## Passage
————————
Besides his youthful stint working in the clubs, Bryars earliest musical activities were as a bass player, especially in the trio Joseph Holbrooke, alongside guitarist Derek Bailey and percussionist Tony Oxley (their music was free improvisation, but they borrowed their name from a late-Romantic English composer with an Edgar Allan Poe fixation). Under John Cage’s guidance, Bryars’ 1960s and early 70s text scores became key works of the English Experimental movement. This was a loose association of composers (among them Cornelius Cardew, John White, and Howard Skempton), whose music shares a wry, somewhat pastoral sensibility, far removed from the propulsive and quasi-scientific scores of US minimalists and experimentalists.
————————
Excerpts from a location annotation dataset

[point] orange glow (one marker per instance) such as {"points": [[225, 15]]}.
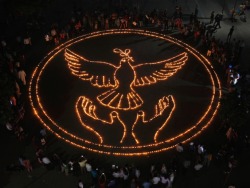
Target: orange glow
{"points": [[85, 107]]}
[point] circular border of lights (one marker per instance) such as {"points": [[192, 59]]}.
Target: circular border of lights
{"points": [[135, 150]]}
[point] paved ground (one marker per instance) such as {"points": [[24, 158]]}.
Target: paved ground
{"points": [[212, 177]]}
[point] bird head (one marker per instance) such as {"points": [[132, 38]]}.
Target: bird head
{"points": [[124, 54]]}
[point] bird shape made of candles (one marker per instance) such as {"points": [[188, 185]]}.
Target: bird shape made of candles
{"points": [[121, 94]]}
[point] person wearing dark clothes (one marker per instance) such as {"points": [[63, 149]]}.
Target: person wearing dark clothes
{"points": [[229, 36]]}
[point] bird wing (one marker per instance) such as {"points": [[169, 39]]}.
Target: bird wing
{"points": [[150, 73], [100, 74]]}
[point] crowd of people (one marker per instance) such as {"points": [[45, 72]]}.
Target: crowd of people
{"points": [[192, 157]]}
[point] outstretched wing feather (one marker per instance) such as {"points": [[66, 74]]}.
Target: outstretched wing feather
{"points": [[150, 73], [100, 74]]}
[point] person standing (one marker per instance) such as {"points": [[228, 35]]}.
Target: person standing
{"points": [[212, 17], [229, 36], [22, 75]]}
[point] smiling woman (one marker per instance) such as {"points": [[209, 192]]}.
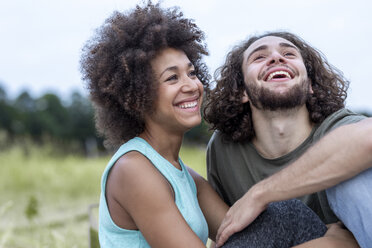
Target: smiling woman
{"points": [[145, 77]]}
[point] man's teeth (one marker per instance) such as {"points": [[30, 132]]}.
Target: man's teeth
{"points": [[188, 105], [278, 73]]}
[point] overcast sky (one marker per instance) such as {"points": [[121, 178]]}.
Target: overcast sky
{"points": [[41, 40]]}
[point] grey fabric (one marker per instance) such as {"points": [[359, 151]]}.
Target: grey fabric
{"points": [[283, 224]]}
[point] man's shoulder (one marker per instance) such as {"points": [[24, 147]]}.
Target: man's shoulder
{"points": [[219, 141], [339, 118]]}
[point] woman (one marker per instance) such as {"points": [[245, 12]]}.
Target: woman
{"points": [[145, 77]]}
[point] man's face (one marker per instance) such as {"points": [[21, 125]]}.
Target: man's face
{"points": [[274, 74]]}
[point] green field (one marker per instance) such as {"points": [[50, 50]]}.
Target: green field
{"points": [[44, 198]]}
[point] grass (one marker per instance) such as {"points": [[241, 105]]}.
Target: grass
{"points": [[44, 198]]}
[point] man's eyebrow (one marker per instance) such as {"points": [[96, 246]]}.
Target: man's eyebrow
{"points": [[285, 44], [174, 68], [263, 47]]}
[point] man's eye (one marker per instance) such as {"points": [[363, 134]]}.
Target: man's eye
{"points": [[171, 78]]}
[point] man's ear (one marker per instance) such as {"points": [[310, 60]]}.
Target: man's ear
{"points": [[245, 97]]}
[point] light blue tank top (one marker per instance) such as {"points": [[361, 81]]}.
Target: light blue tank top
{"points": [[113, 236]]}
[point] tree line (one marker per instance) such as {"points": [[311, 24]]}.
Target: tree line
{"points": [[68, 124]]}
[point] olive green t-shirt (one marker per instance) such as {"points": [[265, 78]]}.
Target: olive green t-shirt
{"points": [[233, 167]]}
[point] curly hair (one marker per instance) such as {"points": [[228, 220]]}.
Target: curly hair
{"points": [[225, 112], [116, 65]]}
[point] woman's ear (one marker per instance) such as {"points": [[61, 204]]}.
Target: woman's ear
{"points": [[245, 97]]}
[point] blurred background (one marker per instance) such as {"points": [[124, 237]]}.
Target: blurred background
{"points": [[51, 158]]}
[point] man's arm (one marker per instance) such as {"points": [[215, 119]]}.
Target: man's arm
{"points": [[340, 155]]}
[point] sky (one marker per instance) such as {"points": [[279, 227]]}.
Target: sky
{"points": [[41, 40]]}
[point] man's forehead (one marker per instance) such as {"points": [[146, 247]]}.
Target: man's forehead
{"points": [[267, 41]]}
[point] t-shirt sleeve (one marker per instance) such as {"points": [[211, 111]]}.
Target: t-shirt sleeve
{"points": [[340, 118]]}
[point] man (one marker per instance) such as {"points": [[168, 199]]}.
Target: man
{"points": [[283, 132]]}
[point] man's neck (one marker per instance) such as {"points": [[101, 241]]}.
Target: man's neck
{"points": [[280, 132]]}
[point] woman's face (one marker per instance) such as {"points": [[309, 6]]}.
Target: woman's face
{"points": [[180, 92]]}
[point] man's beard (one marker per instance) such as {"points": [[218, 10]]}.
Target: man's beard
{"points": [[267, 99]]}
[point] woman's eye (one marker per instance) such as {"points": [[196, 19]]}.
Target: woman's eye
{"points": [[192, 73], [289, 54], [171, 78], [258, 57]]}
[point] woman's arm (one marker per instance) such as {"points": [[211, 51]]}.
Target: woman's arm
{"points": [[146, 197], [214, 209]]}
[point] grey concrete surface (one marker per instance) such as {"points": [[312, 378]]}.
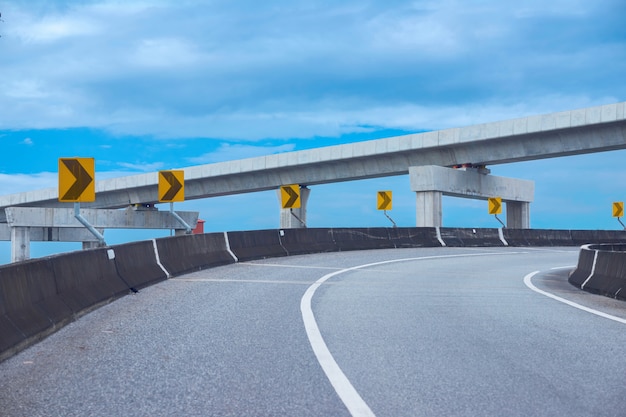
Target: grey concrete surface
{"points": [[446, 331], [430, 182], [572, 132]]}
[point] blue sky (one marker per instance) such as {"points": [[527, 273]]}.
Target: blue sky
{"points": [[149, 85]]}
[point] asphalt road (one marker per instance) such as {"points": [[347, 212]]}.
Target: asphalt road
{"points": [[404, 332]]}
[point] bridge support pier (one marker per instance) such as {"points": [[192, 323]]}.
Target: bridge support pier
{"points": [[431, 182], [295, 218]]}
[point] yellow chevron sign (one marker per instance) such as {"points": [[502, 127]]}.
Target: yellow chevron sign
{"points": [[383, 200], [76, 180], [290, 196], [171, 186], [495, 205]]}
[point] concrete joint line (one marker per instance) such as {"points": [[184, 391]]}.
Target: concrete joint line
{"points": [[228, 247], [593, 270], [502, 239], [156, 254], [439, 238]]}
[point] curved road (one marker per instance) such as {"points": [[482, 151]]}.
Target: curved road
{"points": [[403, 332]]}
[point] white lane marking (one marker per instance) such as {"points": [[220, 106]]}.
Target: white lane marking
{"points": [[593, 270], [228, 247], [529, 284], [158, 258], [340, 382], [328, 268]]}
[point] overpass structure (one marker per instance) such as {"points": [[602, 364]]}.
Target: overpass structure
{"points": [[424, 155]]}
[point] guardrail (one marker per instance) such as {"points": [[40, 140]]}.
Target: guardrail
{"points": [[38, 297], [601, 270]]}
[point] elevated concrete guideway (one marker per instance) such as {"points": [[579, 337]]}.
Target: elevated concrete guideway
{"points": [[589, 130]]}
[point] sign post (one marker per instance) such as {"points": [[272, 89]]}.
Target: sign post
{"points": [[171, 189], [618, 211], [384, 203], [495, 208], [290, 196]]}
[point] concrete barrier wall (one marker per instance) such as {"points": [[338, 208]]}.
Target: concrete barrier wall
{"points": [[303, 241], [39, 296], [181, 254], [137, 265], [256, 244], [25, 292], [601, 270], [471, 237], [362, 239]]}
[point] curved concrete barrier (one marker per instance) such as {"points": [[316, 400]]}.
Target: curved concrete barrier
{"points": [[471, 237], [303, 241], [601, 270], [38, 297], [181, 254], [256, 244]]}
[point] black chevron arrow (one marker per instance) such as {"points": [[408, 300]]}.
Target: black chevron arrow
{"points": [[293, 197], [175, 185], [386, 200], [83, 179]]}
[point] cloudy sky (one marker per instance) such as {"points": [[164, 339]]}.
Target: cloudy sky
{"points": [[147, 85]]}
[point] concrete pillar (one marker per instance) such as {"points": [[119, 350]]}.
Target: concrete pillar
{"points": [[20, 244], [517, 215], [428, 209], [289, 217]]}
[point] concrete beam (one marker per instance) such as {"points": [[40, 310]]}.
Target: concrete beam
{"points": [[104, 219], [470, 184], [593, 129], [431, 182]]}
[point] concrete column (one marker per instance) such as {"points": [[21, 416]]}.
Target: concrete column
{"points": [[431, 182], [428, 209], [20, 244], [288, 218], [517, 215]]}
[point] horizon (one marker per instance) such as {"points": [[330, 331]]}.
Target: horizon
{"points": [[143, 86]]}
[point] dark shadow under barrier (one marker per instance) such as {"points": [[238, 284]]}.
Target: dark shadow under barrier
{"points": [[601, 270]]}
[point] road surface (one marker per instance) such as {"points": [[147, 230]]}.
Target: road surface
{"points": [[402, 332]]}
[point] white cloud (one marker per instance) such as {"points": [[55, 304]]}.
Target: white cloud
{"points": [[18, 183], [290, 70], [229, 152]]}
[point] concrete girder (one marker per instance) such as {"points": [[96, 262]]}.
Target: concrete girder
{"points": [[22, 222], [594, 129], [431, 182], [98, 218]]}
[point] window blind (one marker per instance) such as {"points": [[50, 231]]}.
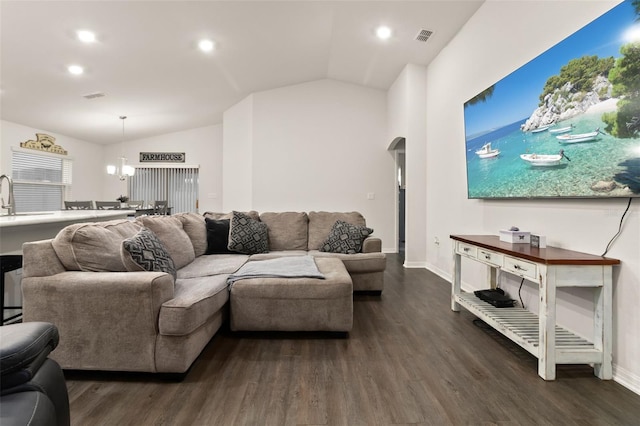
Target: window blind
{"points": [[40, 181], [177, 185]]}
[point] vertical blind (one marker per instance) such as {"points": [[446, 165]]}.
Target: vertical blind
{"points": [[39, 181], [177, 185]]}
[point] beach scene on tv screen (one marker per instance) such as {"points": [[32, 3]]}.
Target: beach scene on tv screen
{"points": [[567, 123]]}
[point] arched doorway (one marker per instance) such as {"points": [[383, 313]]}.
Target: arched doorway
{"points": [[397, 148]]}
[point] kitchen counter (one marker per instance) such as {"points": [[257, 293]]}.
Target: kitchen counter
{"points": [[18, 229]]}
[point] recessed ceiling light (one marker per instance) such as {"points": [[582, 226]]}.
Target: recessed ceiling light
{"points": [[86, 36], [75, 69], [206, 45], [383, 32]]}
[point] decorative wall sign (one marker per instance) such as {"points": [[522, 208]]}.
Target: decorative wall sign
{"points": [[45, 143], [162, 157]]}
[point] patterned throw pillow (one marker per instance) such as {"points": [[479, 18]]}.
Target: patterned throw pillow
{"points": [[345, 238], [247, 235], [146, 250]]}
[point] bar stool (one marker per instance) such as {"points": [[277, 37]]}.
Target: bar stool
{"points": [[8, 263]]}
————————
## Exercise tasks
#1 Quote the passage about Bryars between "Besides his youthful" and "minimalists and experimentalists.", inclusive.
#2 Using the passage about Bryars, explain where the trio Joseph Holbrooke got its name, in one to three sentences.
You won't need the lines for this.

## Solutions below
#1
Besides his youthful stint working in the clubs, Bryars earliest musical activities were as a bass player, especially in the trio Joseph Holbrooke, alongside guitarist Derek Bailey and percussionist Tony Oxley (their music was free improvisation, but they borrowed their name from a late-Romantic English composer with an Edgar Allan Poe fixation). Under John Cage’s guidance, Bryars’ 1960s and early 70s text scores became key works of the English Experimental movement. This was a loose association of composers (among them Cornelius Cardew, John White, and Howard Skempton), whose music shares a wry, somewhat pastoral sensibility, far removed from the propulsive and quasi-scientific scores of US minimalists and experimentalists.

#2 The trio borrowed its name from a late-Romantic English composer who had an Edgar Allan Poe fixation. They chose that name even though their own music was free improvisation.